[Start of Attachment]
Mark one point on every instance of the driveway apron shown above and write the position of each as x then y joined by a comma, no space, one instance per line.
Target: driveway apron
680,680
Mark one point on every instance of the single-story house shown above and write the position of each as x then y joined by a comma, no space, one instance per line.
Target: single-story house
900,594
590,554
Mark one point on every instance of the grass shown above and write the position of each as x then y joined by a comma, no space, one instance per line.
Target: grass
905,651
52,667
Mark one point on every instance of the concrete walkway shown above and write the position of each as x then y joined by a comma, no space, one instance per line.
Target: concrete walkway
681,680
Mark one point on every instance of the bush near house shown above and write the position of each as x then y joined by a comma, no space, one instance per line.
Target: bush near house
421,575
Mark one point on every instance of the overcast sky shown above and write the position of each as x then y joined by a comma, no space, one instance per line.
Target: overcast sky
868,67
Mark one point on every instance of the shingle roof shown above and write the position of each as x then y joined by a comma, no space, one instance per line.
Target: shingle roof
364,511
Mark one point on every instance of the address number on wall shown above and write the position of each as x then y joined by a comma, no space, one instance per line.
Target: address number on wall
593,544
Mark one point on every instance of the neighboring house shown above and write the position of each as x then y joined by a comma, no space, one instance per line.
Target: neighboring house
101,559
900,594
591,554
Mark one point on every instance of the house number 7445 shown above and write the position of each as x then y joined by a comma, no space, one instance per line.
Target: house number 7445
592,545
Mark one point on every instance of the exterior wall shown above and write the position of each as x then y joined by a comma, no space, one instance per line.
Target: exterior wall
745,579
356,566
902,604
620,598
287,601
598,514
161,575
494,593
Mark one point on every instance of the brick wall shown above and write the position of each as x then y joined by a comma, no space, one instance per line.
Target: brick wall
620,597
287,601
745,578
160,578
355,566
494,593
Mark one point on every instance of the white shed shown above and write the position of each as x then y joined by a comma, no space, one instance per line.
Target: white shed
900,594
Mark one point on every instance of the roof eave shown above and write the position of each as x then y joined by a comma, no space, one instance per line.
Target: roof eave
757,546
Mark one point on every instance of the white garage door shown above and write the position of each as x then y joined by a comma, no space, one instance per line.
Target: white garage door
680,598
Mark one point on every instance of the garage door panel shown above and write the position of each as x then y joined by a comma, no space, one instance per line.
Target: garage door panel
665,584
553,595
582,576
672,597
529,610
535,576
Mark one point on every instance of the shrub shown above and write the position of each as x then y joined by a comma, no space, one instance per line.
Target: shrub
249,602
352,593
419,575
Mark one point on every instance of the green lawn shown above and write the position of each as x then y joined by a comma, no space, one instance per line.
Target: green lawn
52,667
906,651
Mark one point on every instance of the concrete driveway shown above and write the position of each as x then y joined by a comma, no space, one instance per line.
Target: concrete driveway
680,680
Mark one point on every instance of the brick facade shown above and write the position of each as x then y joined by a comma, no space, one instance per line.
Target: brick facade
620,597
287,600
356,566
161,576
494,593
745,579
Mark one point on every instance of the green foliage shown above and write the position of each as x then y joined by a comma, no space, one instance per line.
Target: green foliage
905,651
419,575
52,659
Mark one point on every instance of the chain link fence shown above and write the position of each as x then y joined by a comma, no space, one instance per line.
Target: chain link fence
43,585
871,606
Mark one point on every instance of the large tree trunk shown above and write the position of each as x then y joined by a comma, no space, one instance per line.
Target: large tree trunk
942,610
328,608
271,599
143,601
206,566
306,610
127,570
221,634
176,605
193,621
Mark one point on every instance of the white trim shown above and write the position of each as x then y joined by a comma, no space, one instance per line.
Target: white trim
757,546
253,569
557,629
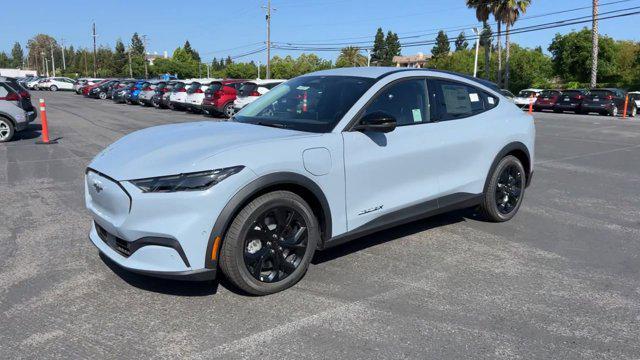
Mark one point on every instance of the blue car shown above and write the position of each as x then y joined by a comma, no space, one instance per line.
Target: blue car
319,160
131,97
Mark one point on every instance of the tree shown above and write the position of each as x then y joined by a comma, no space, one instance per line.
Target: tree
194,54
351,56
17,55
392,48
483,10
137,46
461,42
120,59
572,58
5,62
442,46
508,12
594,45
378,54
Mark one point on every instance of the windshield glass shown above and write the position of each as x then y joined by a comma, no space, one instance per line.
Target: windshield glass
307,103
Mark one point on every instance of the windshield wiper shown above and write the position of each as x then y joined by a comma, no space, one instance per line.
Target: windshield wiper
276,125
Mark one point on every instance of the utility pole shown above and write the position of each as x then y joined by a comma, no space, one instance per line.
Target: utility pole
53,62
144,54
64,62
594,46
475,63
268,17
95,61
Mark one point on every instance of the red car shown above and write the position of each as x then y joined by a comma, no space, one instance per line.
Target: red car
87,88
219,97
547,100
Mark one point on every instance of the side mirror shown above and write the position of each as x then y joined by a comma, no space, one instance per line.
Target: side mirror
378,121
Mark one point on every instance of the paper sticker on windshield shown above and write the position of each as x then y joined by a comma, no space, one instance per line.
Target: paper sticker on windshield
417,115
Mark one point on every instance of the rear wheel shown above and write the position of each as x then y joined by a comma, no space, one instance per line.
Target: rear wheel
228,110
6,129
270,243
505,190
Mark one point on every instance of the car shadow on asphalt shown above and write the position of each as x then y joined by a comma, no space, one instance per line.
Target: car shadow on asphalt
392,234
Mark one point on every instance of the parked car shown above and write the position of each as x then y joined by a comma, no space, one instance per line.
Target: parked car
570,100
147,92
607,102
251,90
104,91
16,110
328,157
57,83
219,97
546,100
163,88
179,95
526,97
195,95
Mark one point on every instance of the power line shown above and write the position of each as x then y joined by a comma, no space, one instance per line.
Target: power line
515,31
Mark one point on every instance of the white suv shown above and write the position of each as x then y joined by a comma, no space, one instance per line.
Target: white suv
250,91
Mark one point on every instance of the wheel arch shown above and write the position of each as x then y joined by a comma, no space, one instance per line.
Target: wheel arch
299,184
520,151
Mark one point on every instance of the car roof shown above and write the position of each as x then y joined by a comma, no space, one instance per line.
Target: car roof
380,72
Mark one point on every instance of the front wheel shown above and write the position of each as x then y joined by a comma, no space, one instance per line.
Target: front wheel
505,190
270,243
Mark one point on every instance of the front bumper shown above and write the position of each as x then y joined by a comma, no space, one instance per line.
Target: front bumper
160,234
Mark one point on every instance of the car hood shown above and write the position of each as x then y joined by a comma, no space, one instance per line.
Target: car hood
178,148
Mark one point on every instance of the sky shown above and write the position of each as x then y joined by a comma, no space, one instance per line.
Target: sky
220,28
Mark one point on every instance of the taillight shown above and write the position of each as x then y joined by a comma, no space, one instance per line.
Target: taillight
12,97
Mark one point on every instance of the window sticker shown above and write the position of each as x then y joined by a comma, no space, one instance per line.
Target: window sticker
417,115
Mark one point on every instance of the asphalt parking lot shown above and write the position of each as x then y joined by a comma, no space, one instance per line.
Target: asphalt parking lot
561,280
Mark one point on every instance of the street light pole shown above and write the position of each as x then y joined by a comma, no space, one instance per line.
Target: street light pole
475,64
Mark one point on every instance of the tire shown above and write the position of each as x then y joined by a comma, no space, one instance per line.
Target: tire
499,186
228,110
236,257
6,130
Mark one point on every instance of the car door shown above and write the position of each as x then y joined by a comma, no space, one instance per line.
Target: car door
469,134
394,171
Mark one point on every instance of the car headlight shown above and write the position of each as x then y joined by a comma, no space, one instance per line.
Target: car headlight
186,182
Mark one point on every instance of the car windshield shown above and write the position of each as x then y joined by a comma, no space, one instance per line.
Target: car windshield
526,93
307,103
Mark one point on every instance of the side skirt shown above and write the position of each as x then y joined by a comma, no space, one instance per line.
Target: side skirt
415,212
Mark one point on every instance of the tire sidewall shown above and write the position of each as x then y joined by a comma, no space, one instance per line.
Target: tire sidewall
490,195
243,222
12,130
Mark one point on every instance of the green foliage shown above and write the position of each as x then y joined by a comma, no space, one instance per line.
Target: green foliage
351,56
571,54
17,55
442,46
461,42
378,54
[End of Attachment]
### Exercise instructions
The expected output is the whole listing, word for word, minus its pictures.

### Expected output
Mark one point on every instance of the driveway apron shown above and write the position of each as x then y joined by a comma, no space, one instance per line.
Target: driveway apron
680,680
Mark one point on every instance of the single-story house shown above and write the position of each as x then y joined by a comma, no space, one instance per line.
Target: single-story house
900,594
590,554
Mark one point on every instance of the grass shown above and write the position of each as x then y joined by a comma, no space, one instance per line.
Target: grass
905,651
52,667
Mark one point on every instance of the concrete walkway shown above and write the position of each as x then y joined by a comma, no space, one instance per line.
Target: concrete walkway
681,680
Mark one point on every instance of the bush near house shown above and write the position of each as x then y joined by a comma, no space, one instance per line.
Target: bush near house
421,575
Mark one point on every instance of the overcast sky shown above and write the position of each as x then y joined by a comma, no space, one instance per line.
Target: overcast sky
868,67
Mark one point on every instance of the shingle roof shown above and write the position of each as x then y joined by a comma, no space, one instance per line.
Target: shingle roof
364,511
Mark one point on every instance of the address number on wall shown above and write the position of each as x then y joined by a comma, no space, one instance per line.
Target: address number on wall
593,544
Mark one point on every instance of the neighboring house shown above and write the position of each as x then y joined by a comma, no space, one instance per line.
Target: neighboring house
101,559
900,594
591,554
Mark one point on every instance of the house number 7445 shown above and write the position of each as x then y joined by a comma, no space, one instance per line.
Target: house number 7445
592,545
Mark one point on every instance of the exterior wall shown above and write the position of each as x then y joined by a comma, no space, one instance per line.
Target: exterior wall
745,579
356,566
902,604
620,598
287,601
598,514
161,575
494,593
Mark one point on every instance of the brick wall shown above and write the position of each as x then y joined by a comma, no space, one instance per line.
Target: brick wall
620,597
287,601
745,578
160,578
355,566
494,593
Mark one point on every instance of the white shed shown above and write the position of each as x then y joined by a comma, no space, one instance per line.
Target: white shed
900,594
Mark one point on every instance of the roof eave shown above and write the position of each as x then y joined by a comma, no space, one instance per line.
Target: roof eave
757,546
Mark one point on every instance of the white garage door shown above and write the position of each as x then y joined by a comma, no space, one instance per line.
Target: white garage door
680,598
Mark one point on every instance of the garage door panel shown above and write the position of each as x then y joined by a comma, no space, one instance per line.
Target: garage door panel
665,584
553,595
582,576
672,597
529,610
535,576
Mark one point on every instance of the shrub shown above and write the position of each as x then y joined by a comma, no space, one instance per line.
Target: shrub
249,602
352,593
419,575
Mark one point on every instance of the green lawn shown above and write the position of each as x then y joined by a comma, no space, one instance per line.
Target: green lawn
52,667
906,651
Mark one point on every instance of the concrete driveway shown above and write the position of each as x then y joined by a comma, no space, one instance per line.
Target: concrete driveway
680,680
Mark one point on every instance of the brick facade shown above and write the position of each as x then y joined by a comma, no space, one instance per line.
Target: brick facade
620,597
287,600
356,566
161,576
494,593
745,579
Mark one point on every instance of the green foliage shown above and write the position of each as x then y joined by a comma, no space, one instance per line.
Target: green foliage
905,651
419,575
52,659
Mark one point on every instance of the chain link fence shown above and write the position of each as x then y joined by a comma, no space, one instance per line.
Target: chain link fence
43,585
871,606
Mark one point on every instance of the large tree trunk shown above and write the position of each as x then y joined by a comma, no space, one instance per line.
Target: large tree trunk
942,610
328,608
271,599
143,601
206,566
306,610
127,570
221,634
176,605
193,621
Mark one point on every instance of the white trim shown above and write the position of each as x then y joined by a comma, no space, one instance per line.
Target: white trim
757,546
253,569
557,629
Mark one point on every instance of the blue car shown above and write the position of each as x then y joined by a comma, no space, one instance per line.
Target: blue car
319,160
131,97
Mark one point on every instance of the tree shown above and write the position of each as x then y joined by a comma, no space, one instance per line.
Target: tree
194,54
351,56
17,55
392,48
483,10
137,46
461,42
120,59
572,58
5,62
442,46
508,12
594,45
378,54
Mark one point on every instance of the windshield glass shown above and write the position of each as x then y joined by a comma, no space, one instance per line.
Target: windshield glass
307,103
Mark one point on every instance of the windshield wiper shown above and write the position of each as x then y joined by a comma, no space, one instance per line.
Target: windshield wiper
276,125
Mark one point on every instance of the utility pole shown above and write the position of each as x then y joined by a comma, no space, one instance per line.
Target: utility pole
53,62
144,54
64,62
594,46
475,63
268,17
95,61
Mark one point on every instance of the red car shown above and write the position of each as x then y joined by a comma, no space, one instance per line.
Target: red car
87,88
219,97
547,100
Mark one point on every instance of the side mirror shown above and write the position of each as x then y joined by a comma, no space, one instance per line.
Target: side mirror
378,121
Mark one point on every instance of the paper sticker on windshield shown above and write the position of each as x then y joined by a comma, no space, one instance per line.
Target: paper sticker on windshield
417,115
Mark one point on every instance of the rear wheel shown above and write the position of each as x then y joined by a comma, no space, one instance per line.
Target: rear wheel
228,110
6,129
270,243
505,190
Mark one point on every instance of the car shadow on asphalt shown above and write the position of each as x then y joined by a comma, no space, one instance per line.
Target: car shadow on asphalt
392,234
Mark one point on every instance of the parked car shown above and write the position of each as x then y joined by a comma, no space, one instance per line.
Target: parked car
570,100
147,92
607,102
251,90
104,91
16,110
328,157
57,83
219,97
546,100
163,88
179,95
526,97
195,95
Mark one point on every instance of the power line shown above and write the position of each as x then y joined by a comma, no space, one instance per line.
Target: power line
515,31
Mark one point on every instance of the white suv shown above and write the position of each as x then y joined by a comma, no space, one instance per line.
Target: white suv
250,91
Mark one point on every instance of the wheel arch shown above and write the position of each as x then y joined by a comma, no space, one instance per line.
Target: wheel arch
299,184
520,151
Mark one point on every instance of the car roof shown above and write the position of each as x then y joined by a comma, no space, one instance per line.
Target: car roof
380,72
Mark one point on every instance of the front wheel shown above and write the position of each as x then y joined by a comma, no space, one instance per line.
Target: front wheel
505,190
270,243
Mark one point on every instance of the front bumper shown above and write the position of each as x then y joined by a comma, no space, one instance per line.
Target: front bumper
160,234
Mark one point on every instance of the car hood shown above and write the position of each as x then y joined by a comma, no space, one instance per line.
Target: car hood
178,148
Mark one point on every instance of the sky shown above and write the position of each as x then y joined by a comma, no space, one instance per line.
Target: sky
220,28
Mark one point on every instance of the taillight shown above and write the position of each as x then y joined by a comma, no space, one instance per line.
Target: taillight
12,97
Mark one point on every instance of the window sticker shown above and write the position of each as x then y joined by a comma, no space, one instance per line.
Target: window sticker
417,115
Mark one point on every instance of the asphalt parking lot shown above and write the position of each as x then y joined by a comma, no space, one instance per line.
Target: asphalt parking lot
561,280
Mark one point on every instance of the street light pole shown above and write the position of each as x then y joined by a comma, no space, one instance per line.
Target: street light pole
475,64
Mark one point on every instance of the tire shown above and write the position of each as x then y joined by a comma, no space, one instance per line.
Target: tire
499,186
228,110
236,257
6,130
Mark one point on every instance of the car door shown above and write the position of each as x then y joined by a comma, no space, one instance per line.
Target: car door
469,134
394,171
Mark one point on every instance of the car headlight shown above and write the position of each as x then y joined by a comma, no space, one instance per line.
Target: car headlight
186,182
Mark one point on every instance of the car windshield shown above and write the position of each as x then y joined by a comma, no space, one instance per line.
Target: car windshield
526,93
307,103
Mark one point on every instance of the side skirt shown above and write the position of each as x then y joined by a comma, no space, one instance per line.
Target: side skirt
415,212
Mark one point on every instance of the tire sidewall shown above and write the position of each as x then y joined by a comma, no space, one instance per line.
Target: tire sidewall
490,195
243,222
12,130
Mark one point on every instance of the green foliage shown above and write the position of each as x then y joined by a comma, no space, one instance per line.
Target: green foliage
351,56
571,54
17,55
442,46
461,42
378,54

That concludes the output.